▶ [TASK DIRECTIONS]
Once you find the line with "Target: blue surgical face mask" in the data that follows, repeat it and every line after it exactly, through the line with "Can you find the large".

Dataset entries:
-=-=-=-=-
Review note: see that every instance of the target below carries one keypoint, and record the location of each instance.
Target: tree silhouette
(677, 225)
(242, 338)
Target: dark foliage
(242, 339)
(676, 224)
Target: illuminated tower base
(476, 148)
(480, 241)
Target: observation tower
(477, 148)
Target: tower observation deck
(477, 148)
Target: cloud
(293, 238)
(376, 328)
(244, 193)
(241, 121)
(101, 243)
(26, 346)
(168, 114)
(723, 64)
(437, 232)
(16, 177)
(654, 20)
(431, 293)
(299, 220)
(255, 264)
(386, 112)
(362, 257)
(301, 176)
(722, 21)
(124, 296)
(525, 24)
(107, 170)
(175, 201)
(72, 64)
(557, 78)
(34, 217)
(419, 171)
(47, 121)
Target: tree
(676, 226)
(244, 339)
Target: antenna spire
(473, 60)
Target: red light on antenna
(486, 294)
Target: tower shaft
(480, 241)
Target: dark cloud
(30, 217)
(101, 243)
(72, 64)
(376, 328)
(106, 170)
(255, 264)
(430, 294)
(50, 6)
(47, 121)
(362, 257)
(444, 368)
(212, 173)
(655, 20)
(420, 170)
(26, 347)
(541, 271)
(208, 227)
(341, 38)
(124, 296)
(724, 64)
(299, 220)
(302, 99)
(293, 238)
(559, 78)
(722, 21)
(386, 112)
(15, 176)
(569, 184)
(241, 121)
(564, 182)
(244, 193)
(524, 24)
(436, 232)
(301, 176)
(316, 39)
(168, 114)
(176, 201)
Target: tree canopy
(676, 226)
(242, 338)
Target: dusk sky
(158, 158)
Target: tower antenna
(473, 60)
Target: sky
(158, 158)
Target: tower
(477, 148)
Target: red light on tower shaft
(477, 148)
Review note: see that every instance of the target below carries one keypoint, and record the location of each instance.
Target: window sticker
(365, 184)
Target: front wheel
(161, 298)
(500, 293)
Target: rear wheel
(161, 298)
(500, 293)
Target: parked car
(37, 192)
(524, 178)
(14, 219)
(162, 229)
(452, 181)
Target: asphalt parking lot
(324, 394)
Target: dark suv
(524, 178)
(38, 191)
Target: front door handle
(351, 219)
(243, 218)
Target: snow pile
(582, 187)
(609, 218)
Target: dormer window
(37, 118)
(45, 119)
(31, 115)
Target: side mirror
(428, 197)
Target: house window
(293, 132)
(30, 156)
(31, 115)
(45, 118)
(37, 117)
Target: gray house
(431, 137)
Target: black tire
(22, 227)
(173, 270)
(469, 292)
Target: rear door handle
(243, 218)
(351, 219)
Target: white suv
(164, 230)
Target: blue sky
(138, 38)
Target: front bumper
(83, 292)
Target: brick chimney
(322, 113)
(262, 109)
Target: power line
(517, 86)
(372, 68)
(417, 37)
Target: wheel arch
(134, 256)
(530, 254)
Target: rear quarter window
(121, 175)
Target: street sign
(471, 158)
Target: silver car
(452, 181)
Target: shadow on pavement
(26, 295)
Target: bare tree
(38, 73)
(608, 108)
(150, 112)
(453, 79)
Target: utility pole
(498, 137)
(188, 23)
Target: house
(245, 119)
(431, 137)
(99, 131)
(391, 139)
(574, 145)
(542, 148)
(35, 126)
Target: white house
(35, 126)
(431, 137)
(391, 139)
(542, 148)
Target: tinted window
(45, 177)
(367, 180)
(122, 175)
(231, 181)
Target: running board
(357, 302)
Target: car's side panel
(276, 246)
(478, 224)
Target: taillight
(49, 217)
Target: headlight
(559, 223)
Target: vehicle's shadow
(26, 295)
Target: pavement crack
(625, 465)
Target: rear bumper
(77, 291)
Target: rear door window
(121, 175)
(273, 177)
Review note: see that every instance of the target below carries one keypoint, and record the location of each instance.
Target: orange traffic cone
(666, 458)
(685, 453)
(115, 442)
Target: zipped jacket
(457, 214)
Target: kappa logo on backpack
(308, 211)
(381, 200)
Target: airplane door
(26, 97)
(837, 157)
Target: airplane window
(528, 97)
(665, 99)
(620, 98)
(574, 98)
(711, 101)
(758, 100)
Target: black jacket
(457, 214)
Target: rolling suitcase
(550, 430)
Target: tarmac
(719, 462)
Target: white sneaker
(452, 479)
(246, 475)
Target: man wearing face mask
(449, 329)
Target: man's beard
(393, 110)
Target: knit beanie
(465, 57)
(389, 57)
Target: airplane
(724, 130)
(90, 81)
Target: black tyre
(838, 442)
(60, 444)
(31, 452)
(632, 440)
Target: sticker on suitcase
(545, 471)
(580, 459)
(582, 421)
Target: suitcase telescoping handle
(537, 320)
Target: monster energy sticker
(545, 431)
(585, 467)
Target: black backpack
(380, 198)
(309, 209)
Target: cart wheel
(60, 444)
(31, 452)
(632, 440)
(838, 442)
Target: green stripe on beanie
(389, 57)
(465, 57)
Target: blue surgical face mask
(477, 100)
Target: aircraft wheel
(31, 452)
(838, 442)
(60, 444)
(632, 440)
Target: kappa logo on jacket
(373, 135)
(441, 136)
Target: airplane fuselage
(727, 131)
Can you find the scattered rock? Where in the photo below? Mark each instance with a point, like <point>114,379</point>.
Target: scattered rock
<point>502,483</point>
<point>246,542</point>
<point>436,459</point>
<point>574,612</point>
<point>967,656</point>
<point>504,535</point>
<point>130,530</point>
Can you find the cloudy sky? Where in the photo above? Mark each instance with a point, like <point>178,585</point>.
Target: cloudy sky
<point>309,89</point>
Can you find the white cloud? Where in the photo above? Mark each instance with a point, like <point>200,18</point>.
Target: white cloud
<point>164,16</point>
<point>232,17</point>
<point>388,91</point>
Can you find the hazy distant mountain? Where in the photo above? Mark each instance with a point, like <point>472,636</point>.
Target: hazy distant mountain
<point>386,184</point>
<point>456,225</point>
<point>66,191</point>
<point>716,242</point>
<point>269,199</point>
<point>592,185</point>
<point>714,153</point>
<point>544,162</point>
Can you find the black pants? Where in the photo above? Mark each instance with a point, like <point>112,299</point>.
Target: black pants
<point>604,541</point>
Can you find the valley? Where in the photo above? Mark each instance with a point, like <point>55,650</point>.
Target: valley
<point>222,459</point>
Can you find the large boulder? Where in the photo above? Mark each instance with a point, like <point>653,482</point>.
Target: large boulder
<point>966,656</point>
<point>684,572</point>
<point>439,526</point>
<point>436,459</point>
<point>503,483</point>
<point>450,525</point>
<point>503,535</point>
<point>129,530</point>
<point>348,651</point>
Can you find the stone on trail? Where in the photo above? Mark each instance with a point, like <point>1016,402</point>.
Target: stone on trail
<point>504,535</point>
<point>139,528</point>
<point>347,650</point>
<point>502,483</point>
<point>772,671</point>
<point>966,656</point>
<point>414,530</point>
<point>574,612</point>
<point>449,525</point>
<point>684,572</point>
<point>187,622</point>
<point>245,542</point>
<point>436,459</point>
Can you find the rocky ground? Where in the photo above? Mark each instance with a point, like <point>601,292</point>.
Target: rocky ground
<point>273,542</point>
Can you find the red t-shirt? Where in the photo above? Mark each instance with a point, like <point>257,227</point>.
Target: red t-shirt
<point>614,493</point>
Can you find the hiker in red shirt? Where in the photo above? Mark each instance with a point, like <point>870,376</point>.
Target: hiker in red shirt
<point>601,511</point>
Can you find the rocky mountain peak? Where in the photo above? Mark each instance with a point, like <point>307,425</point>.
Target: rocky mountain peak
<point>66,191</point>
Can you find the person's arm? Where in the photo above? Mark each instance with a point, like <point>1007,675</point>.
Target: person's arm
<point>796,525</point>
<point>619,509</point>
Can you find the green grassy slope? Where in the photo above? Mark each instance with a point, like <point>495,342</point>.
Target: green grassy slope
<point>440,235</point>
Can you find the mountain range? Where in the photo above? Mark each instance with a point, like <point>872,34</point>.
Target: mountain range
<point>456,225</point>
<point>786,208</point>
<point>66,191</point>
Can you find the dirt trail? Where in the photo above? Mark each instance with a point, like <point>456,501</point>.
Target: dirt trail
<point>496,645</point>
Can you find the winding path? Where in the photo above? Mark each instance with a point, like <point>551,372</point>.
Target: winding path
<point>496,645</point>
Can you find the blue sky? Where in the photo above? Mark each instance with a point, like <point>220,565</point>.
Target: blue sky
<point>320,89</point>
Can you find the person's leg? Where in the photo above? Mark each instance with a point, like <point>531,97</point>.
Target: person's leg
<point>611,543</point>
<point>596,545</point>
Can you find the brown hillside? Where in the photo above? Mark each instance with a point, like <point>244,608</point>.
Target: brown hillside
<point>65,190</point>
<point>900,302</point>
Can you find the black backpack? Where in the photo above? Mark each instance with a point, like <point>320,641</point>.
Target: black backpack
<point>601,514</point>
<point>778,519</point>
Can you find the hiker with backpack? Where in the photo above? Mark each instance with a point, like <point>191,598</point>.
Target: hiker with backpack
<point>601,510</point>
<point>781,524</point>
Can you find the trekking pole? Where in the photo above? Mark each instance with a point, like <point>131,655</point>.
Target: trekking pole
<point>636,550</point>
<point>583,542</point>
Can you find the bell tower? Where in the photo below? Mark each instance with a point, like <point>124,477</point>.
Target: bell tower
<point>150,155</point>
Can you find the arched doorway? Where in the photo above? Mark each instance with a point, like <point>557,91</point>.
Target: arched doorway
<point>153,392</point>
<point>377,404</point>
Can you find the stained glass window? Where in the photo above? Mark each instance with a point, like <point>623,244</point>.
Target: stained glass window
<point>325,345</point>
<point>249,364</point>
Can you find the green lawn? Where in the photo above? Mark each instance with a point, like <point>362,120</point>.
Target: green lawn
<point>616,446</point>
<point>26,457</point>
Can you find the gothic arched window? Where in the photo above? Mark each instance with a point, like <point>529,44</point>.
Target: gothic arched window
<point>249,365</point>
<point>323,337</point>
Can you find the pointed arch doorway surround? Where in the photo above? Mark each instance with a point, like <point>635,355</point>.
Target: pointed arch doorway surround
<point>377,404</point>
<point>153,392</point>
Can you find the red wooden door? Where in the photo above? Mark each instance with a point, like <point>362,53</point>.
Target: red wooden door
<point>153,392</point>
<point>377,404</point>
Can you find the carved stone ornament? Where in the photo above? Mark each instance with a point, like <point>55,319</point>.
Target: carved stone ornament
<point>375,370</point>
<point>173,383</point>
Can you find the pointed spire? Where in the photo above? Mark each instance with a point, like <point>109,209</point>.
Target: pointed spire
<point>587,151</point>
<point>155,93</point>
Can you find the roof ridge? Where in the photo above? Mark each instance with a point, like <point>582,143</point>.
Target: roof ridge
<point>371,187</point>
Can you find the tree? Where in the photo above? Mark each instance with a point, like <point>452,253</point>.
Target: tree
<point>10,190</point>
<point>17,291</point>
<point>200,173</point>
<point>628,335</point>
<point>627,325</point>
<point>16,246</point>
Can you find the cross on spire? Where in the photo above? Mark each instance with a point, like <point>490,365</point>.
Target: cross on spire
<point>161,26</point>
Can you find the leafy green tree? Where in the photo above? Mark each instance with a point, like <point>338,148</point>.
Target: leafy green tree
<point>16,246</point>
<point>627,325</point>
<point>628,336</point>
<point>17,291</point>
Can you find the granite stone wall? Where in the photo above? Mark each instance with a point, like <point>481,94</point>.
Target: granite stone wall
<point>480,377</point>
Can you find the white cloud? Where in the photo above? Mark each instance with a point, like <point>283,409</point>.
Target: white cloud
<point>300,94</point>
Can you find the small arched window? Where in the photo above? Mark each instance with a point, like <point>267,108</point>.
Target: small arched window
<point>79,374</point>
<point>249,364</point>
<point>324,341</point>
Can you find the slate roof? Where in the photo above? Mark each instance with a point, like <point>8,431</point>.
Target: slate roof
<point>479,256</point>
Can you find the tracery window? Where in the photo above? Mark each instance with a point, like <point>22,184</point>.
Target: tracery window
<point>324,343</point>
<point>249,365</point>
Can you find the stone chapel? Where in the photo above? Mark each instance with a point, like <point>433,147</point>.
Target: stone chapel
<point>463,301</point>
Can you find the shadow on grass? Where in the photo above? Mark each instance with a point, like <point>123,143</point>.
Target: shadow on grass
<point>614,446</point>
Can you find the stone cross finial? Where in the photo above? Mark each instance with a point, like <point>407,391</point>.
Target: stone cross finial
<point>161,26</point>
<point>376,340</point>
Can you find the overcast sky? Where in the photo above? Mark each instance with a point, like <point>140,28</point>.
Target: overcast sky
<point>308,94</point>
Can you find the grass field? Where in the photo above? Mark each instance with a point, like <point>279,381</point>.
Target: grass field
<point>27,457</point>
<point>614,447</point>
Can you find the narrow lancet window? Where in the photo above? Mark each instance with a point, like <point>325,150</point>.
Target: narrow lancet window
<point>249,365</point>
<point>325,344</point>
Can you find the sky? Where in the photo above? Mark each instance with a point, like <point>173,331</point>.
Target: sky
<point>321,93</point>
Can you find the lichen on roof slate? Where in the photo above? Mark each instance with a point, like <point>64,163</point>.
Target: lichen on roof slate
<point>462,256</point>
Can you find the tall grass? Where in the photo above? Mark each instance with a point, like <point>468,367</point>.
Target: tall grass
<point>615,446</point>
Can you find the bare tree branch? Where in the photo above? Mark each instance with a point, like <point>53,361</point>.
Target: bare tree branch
-=-=-=-=-
▶ [ANSWER SECTION]
Target: blue surgical face mask
(477, 100)
Target: aircraft wheel
(31, 452)
(838, 442)
(60, 444)
(632, 440)
Target: kappa logo on jacket
(373, 135)
(441, 136)
Target: airplane fuselage
(727, 131)
Can you find the scattered rock? Where in the photo below? Mark each instance with a point, like <point>114,379</point>.
Target: scattered rock
<point>502,483</point>
<point>246,542</point>
<point>436,459</point>
<point>574,612</point>
<point>967,656</point>
<point>504,535</point>
<point>130,530</point>
Can you find the cloudy sky? Where in the photo above? Mark each instance with a point, like <point>178,585</point>.
Target: cloudy sky
<point>309,89</point>
Can you find the white cloud? Where in the photo above? Mark each instance with a point, like <point>200,18</point>.
Target: white cloud
<point>164,16</point>
<point>232,17</point>
<point>388,91</point>
Can you find the hazy distant mountain? Where in the photo above? Mark each instance with a point, like <point>472,636</point>.
Target: hazy distant mountain
<point>386,184</point>
<point>456,225</point>
<point>66,191</point>
<point>716,242</point>
<point>269,199</point>
<point>592,185</point>
<point>714,153</point>
<point>544,162</point>
Can you find the black pants? Where in the photo above? Mark each instance with a point, like <point>112,299</point>.
Target: black pants
<point>604,541</point>
Can you find the valley? Where in the photo above? Mark each instance with a point, like <point>55,650</point>.
Target: valley
<point>222,459</point>
Can you find the large boulder? Where in the photo above? Mark each instance with a point, like <point>653,482</point>.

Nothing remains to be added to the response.